>> BEGIN

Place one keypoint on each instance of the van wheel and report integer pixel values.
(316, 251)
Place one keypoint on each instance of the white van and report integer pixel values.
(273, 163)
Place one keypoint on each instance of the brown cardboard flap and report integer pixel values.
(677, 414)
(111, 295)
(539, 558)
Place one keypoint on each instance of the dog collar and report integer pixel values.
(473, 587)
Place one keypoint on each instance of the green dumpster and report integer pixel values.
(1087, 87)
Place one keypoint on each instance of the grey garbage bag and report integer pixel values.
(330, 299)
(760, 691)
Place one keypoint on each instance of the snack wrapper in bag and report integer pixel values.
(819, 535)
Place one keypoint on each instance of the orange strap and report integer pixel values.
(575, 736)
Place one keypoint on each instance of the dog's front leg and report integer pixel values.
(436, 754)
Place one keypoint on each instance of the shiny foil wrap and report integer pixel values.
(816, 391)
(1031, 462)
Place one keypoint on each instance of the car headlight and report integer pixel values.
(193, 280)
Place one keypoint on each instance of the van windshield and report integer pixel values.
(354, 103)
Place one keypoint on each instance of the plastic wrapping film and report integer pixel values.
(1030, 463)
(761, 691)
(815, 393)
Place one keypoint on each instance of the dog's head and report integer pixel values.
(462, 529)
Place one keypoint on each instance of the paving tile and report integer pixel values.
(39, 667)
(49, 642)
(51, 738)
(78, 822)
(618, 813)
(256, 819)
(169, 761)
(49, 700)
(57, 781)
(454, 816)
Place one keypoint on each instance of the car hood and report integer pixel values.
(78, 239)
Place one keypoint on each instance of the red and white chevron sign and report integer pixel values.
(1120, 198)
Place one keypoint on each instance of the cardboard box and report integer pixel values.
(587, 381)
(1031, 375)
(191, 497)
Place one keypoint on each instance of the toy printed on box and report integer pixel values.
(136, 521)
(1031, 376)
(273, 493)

>> END

Stated goal.
Reproduce all of the items above verbatim, line for line, including every coordinate pair.

The answer.
Place one keypoint on each instance of the van wheel and report integer pixel values.
(316, 251)
Place one keypoint on each instance of the white van and report integer pixel values.
(273, 163)
Place one keypoint on each instance of the brown cardboard flap and report integer pixel values.
(677, 414)
(111, 295)
(539, 558)
Place one keypoint on each instance of the dog collar and report integer pixel values.
(473, 587)
Place one keypoint on each instance of the green dumpster and report integer pixel values.
(1087, 87)
Place one keypoint on each instance of the grey garbage bag and report integer pixel values.
(330, 299)
(760, 691)
Place one keypoint on each instance of the snack wrapper in bag and report integer pixel values.
(819, 535)
Place one keypoint on each instance of the orange strap and report integer pixel values.
(575, 736)
Place one keypoint on each instance of the dog's front leg and report integer pixel values.
(436, 754)
Place one keypoint on each instance of the shiny foil wrap and report integer pixel values.
(816, 391)
(1031, 462)
Place one keypoint on each instance of the car headlight and report integer pixel values.
(193, 280)
Place one keypoint on each instance of the van windshield and report integer pixel values.
(354, 103)
Place one keypoint on each instance of the plastic wrapping film and report integer pixel values.
(1030, 463)
(761, 691)
(815, 393)
Place one keypoint on each instance of the dog's head and report integer pixel values.
(462, 529)
Place one keypoint on each instance of the paving tile and report integer pixel values.
(39, 667)
(49, 642)
(51, 738)
(78, 822)
(618, 813)
(256, 819)
(169, 761)
(49, 700)
(57, 781)
(454, 816)
Place one keypoint on each instance of the car hood and report integer pixel values.
(78, 239)
Place one keypoint on each instance of the red and white chevron sign and report integer pixel values.
(1120, 198)
Place one keypoint on each instance of the cardboard box and report integer pixel values.
(587, 381)
(1031, 375)
(191, 497)
Place one keypoint on each instance of the toy printed on box and report integer pixel values.
(136, 521)
(1031, 376)
(273, 493)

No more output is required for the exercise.